EXERCISE GOAL: Print the data exactly as it is given, please.

Stored entries:
-------------------------
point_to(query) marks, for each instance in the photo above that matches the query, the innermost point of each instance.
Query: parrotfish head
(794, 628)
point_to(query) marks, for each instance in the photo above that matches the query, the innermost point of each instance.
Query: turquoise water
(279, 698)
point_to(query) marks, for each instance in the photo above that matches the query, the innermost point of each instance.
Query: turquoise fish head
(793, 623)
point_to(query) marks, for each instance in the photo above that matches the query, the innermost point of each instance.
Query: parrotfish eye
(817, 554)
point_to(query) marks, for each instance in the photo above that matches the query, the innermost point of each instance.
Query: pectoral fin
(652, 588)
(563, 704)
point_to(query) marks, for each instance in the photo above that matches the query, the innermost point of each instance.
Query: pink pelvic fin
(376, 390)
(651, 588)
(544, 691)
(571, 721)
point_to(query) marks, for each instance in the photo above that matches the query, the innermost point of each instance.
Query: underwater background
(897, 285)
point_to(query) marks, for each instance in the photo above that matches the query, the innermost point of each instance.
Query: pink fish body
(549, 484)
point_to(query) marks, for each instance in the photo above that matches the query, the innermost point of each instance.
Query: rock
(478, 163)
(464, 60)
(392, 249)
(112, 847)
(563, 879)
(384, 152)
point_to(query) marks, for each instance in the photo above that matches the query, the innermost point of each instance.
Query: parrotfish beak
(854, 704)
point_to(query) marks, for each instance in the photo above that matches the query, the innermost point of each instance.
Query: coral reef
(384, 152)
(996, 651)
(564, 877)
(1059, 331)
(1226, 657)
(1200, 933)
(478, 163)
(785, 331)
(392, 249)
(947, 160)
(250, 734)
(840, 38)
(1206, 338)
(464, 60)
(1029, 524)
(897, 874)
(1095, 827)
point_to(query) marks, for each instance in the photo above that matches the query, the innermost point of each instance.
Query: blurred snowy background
-------------------------
WRITTEN SOLUTION:
point_to(query) marks, for each instance in the photo above that matches the query, the innermost point of each instance.
Query: parrotfish head
(794, 628)
point_to(query) marks, for each instance in the photo above that matches the query, the innermost point of each instance.
Query: turquoise water
(279, 698)
point_to(query) marks, for each instance in the photo above that matches the query, the innermost point of each instance.
Query: turquoise fish head
(793, 623)
point_to(query) marks, for each instance in the photo above that matches the query, the innermost point of each instance.
Query: parrotfish eye
(817, 554)
point_to(query) marks, for each instance in the photo above that matches the query, the innermost point of each instance.
Query: pectoral fin
(652, 588)
(563, 704)
point_to(query) marks, for each instance in the photo above that matches the query, the innermost point of each instance.
Query: pink pelvic fin
(376, 390)
(651, 588)
(544, 691)
(571, 721)
point_to(query) marks, for each instance in the photo above that matches the query, the innermost point of each instance.
Query: underwater background
(897, 285)
point_to(query) marks, for each instance in the photo above that matches the query, the innermost point of each instance.
Query: pink fish body
(549, 484)
point_to(query) marks, for each instance in the photo above that matches the query, the innermost point of each instance.
Query: rock
(478, 163)
(464, 60)
(392, 249)
(112, 847)
(563, 879)
(384, 152)
point_to(query) marks, for each instance in the photo above that matches the query, the innermost point of each instance.
Query: parrotfish beak
(854, 704)
point_to(query) marks, for each instance in the photo above that matches the query, the innermost point of each instance.
Query: coral reef
(384, 152)
(996, 651)
(564, 877)
(1059, 331)
(1226, 657)
(1200, 933)
(478, 163)
(785, 331)
(392, 249)
(947, 160)
(250, 734)
(840, 38)
(1206, 338)
(464, 60)
(1029, 524)
(897, 874)
(1095, 827)
point_to(query) marks, for each instance in the photo above that matches the query, the innermost point of each instance.
Query: blurred snowy background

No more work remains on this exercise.